TASK STATEMENT: Reproduce the listing below word for word, omitting the pictures.
◆ ◆ ◆ ◆
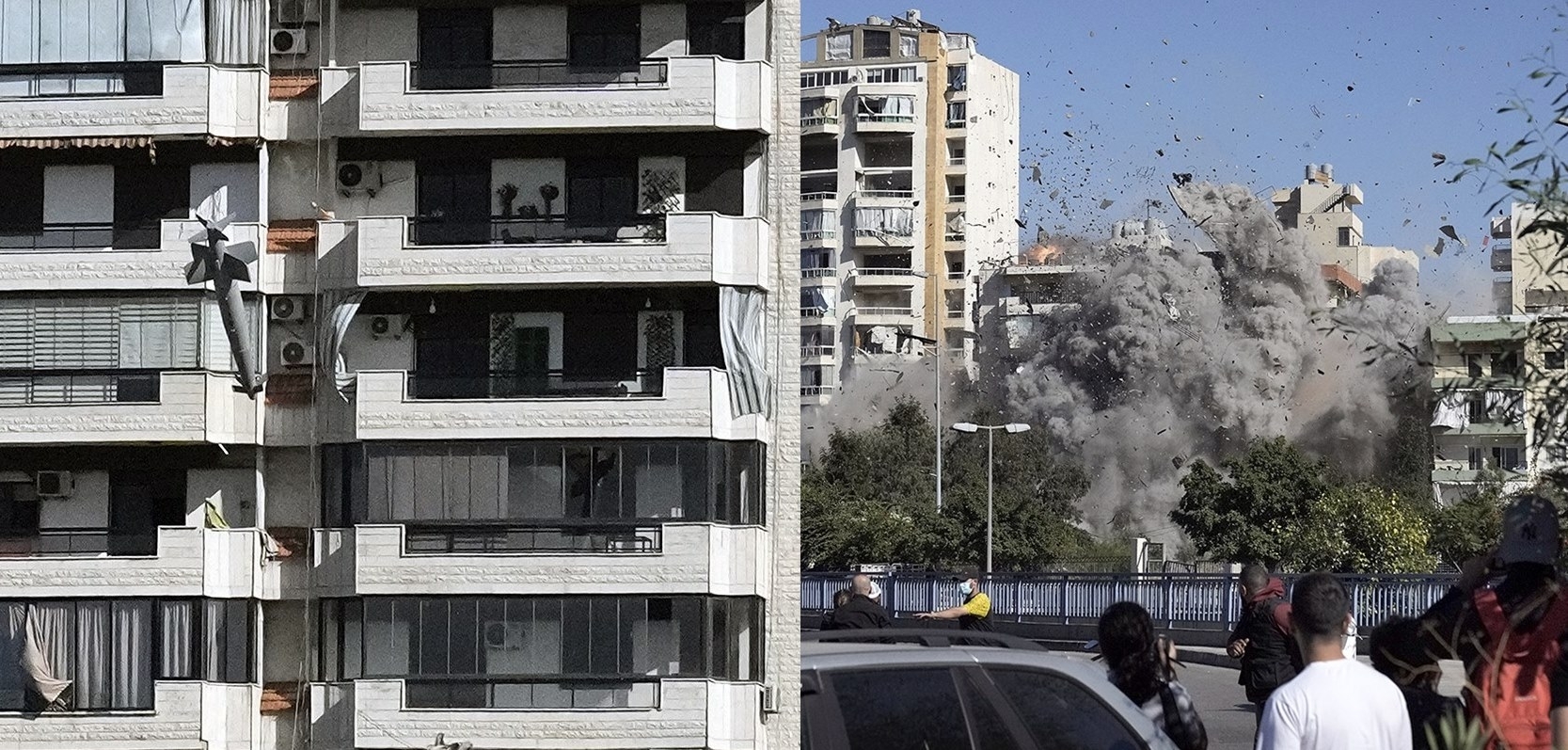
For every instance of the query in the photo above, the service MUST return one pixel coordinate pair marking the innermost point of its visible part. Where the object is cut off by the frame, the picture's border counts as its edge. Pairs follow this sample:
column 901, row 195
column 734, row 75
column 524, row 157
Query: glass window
column 876, row 44
column 1060, row 712
column 902, row 710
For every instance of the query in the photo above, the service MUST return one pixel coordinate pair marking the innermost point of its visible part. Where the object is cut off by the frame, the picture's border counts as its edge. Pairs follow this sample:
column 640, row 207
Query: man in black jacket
column 860, row 613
◆ ◆ ◆ ◆
RESULT BELOW:
For every instance of the query in the photo above, the service MUST return one pixel coordinate pair marking the innermost point of its visible part. Where the object is cut off by the frame, the picture's border counts as its edge. Pairs follow this sample:
column 901, row 195
column 734, row 75
column 524, row 157
Query: glass window
column 876, row 44
column 1060, row 712
column 902, row 710
For every instance of the query in the photo above, the service MUST return one pixel coordinate pair marking the innermost point of its visible part. Where the object is cut off by the frame, the picture's border counts as its edge. Pairs follow this sample:
column 640, row 207
Query: man in black jacket
column 860, row 613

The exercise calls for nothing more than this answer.